## BRIEF
Return all entries below exactly. Skip nothing.

## RECORDS TO USE
■ ■ ■ ■ ■ ■ ■

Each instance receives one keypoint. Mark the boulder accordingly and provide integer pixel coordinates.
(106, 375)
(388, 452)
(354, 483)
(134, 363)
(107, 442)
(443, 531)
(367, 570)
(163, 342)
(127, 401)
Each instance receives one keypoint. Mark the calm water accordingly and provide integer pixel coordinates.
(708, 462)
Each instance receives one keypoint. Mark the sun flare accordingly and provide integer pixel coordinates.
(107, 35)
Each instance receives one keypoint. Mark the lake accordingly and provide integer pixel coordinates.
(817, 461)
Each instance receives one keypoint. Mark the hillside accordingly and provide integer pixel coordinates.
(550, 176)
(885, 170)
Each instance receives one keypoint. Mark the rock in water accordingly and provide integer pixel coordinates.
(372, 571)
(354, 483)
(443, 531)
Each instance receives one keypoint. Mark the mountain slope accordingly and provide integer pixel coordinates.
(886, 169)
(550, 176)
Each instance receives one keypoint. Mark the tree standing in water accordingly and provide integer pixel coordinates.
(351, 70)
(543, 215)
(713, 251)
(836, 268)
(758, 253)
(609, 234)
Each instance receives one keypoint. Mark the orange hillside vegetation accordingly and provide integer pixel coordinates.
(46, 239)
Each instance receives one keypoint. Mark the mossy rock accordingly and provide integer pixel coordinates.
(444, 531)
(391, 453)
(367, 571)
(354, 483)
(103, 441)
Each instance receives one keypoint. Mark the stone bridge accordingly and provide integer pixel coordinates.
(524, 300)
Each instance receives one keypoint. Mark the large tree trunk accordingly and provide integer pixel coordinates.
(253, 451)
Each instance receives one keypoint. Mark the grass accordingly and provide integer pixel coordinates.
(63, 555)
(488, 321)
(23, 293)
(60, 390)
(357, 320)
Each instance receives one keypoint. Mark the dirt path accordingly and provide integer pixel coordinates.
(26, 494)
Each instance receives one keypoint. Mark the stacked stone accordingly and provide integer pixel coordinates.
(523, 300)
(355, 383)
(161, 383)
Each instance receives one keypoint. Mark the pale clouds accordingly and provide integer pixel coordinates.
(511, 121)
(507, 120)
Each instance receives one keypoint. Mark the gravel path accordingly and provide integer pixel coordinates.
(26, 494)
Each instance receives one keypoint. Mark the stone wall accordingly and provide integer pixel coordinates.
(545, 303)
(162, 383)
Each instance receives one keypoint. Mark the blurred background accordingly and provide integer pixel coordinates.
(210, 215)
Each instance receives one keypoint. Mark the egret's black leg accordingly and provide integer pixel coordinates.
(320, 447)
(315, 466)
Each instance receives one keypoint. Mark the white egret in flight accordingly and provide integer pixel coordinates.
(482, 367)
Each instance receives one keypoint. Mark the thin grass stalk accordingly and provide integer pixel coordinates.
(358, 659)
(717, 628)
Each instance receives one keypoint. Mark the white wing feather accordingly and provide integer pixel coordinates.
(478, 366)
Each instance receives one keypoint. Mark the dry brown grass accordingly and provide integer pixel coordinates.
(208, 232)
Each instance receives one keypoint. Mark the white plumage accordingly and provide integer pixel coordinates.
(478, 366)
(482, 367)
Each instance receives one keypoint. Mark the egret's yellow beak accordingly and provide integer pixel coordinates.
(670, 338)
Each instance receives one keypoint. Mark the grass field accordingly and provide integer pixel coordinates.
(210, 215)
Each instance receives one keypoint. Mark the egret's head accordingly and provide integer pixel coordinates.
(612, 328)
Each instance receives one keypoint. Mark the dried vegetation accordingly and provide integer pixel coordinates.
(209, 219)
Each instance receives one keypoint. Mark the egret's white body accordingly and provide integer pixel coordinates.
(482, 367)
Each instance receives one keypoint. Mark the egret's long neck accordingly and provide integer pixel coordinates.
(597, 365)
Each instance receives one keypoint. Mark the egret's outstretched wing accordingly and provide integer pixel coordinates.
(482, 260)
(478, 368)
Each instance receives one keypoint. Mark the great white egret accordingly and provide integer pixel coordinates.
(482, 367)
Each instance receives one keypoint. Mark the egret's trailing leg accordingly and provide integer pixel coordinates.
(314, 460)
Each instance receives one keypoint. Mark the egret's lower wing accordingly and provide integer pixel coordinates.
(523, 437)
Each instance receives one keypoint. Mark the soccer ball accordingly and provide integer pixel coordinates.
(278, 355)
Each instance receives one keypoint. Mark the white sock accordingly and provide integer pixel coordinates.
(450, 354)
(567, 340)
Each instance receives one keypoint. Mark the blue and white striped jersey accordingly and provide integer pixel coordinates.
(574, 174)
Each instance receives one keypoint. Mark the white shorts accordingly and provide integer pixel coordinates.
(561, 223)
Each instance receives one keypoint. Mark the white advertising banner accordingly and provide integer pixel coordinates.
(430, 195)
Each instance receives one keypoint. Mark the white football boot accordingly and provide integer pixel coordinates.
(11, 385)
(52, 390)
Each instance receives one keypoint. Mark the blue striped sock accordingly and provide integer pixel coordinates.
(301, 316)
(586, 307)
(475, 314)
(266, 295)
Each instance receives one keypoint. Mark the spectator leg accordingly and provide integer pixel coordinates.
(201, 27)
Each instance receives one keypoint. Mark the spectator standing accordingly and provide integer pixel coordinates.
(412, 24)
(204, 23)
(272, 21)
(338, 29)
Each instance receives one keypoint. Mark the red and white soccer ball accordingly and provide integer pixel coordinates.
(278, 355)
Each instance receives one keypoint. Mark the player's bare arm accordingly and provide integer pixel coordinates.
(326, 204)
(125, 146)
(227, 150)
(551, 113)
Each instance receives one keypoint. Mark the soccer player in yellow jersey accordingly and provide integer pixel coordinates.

■ ■ ■ ■ ■ ■ ■

## SOLUTION TO THE PROBLEM
Each instance receives one keypoint. Mark the boulder accordingly and provide integer pixel coordinates.
(106, 375)
(388, 452)
(354, 483)
(134, 363)
(107, 442)
(443, 531)
(367, 570)
(163, 342)
(127, 401)
Each instance receives one keypoint. Mark the calm water accordingly and provide integer pixel coordinates.
(708, 462)
Each instance receives one keypoint. Mark the sun flare accordingly and provide integer pixel coordinates.
(107, 35)
Each instance receives one keypoint. Mark the lake accordingly and provide integer pixel coordinates.
(817, 461)
Each instance receives one keypoint. Mark the hillside accordingly and provide integer pixel coordinates.
(550, 176)
(885, 170)
Each instance receives one keypoint. Mark the rock in water accordingly and provide integer pixel coordinates.
(372, 571)
(354, 483)
(443, 531)
Each instance receives one keypoint. Mark the mountain slope accordingly and provide integer pixel coordinates.
(886, 169)
(550, 176)
Each instance receives one keypoint. Mark the tree standing in water accordingly and provide integer pixel coordinates.
(351, 70)
(543, 215)
(713, 251)
(836, 268)
(758, 253)
(609, 234)
Each instance receives one keypoint. Mark the orange hillside vegetation accordingly and provide integer pixel coordinates.
(46, 239)
Each instance receives one keypoint. Mark the mossy rock accordingly and provide integer pixel coordinates.
(444, 531)
(391, 453)
(367, 571)
(354, 483)
(103, 441)
Each instance receives one keypoint. Mark the stone bridge accordingly and provide integer pixel coordinates.
(524, 300)
Each instance receives one keypoint. Mark the large tree trunk accordingly and provide integer pixel coordinates.
(253, 451)
Each instance receives one keypoint. Mark the grass accordingly and provide integer pixel coordinates.
(63, 555)
(488, 321)
(23, 293)
(60, 390)
(357, 320)
Each instance receives one keypoint. Mark the dirt path accordingly and provide integer pixel coordinates.
(26, 494)
Each instance receives one keypoint. Mark the stacked stone accordingly and provide integer pixel coordinates.
(523, 300)
(355, 383)
(161, 383)
Each instance receives one keypoint. Mark the pale clouds accordingly and provide integer pixel coordinates.
(511, 121)
(507, 120)
Each instance receives one keypoint. Mark the gravel path accordingly and provide integer pixel coordinates.
(26, 494)
Each instance receives one keypoint. Mark the stone wall accordingly and provide integer pixel coordinates.
(545, 303)
(162, 383)
Each instance receives one keypoint. Mark the blurred background accordingly and provide integer pixel coordinates.
(210, 215)
Each instance receives one keypoint. Mark the egret's black leg accordingly and provide integer pixel coordinates.
(320, 447)
(315, 466)
Each instance receives one keypoint. Mark the white egret in flight accordingly and provide integer pixel coordinates.
(482, 367)
Each instance receives one keypoint. Mark the thin grass stalk accordingly and provide integer pixel coordinates.
(358, 659)
(717, 628)
Each instance receives one keypoint. Mark the white wing feather accordingly and provide integer pixel coordinates.
(478, 366)
Each instance receives one keypoint. Mark the dry brown grass accordingly and provide integer pixel coordinates.
(208, 232)
Each instance receives one keypoint. Mark the white plumage accordingly and provide integer pixel coordinates.
(478, 366)
(482, 367)
Each instance receives one keypoint. Mark the egret's yellow beak accordingly and provide integer pixel coordinates.
(670, 338)
Each instance receives one keypoint. Mark the grass field accordingly and provide integer pixel coordinates.
(210, 215)
Each instance receives one keypoint. Mark the egret's head accordingly and provide integer pixel coordinates.
(612, 328)
Each instance receives one keypoint. Mark the dried vegetation accordingly and provide integer pixel coordinates.
(209, 219)
Each instance receives one keypoint. Mark the egret's white body accordingly and provide integer pixel coordinates.
(482, 367)
Each instance receives one keypoint. Mark the egret's long neck accordingly and provide integer pixel coordinates.
(597, 365)
Each instance receives one keypoint. Mark the egret's outstretched wing accordingly and provide integer pixel coordinates.
(482, 260)
(478, 368)
Each instance receives one keypoint. Mark the great white egret accordingly and provide integer pixel coordinates.
(482, 367)
Each instance receives one keypoint. Mark the egret's trailing leg accordingly and provide integer pixel coordinates.
(314, 460)
Each instance receives one keypoint. Mark the egret's lower wing accordingly and provide integer pixel coordinates.
(523, 437)
Each instance receives one keypoint. Mark the soccer ball accordingly and provide integer pixel coordinates.
(278, 355)
Each instance receives one keypoint. Mark the white sock accordingly and provide integer pixel coordinates.
(450, 354)
(567, 340)
Each instance receives one keypoint. Mark the blue and white striped jersey accordingly and provide integer pixel coordinates.
(574, 174)
Each instance receives one keypoint. Mark the white shorts accordingly and provide integer pixel coordinates.
(561, 223)
Each instance receives one keypoint. Mark the white advertising banner accordingly and provide integer pixel coordinates.
(430, 195)
Each instance receives one keypoint. Mark the white football boot accordingly and provide integer pixel coordinates.
(11, 385)
(52, 390)
Each instance receives one keypoint. Mark the blue striped sock accordingly and provide integer pixel coordinates.
(301, 316)
(586, 307)
(475, 314)
(266, 295)
Each instance receives one keypoint. Mark the spectator leg accordingly and provide integer pixel coordinates.
(201, 27)
Each instance receives one keypoint. Mark the spectator standing accordingly and provide integer pixel coordinates.
(412, 24)
(204, 23)
(272, 21)
(338, 29)
Each instance receives one keypoint. Mark the red and white soccer ball accordingly and provide integer pixel coordinates.
(278, 355)
Each instance receives one keypoint. Mark the player's bare arm accordingly and provide integer pixel coordinates.
(326, 204)
(125, 146)
(227, 150)
(551, 113)
Each instance receives one keypoint. Mark the soccer player in yellow jersey accordingly and provide integer pixel coordinates.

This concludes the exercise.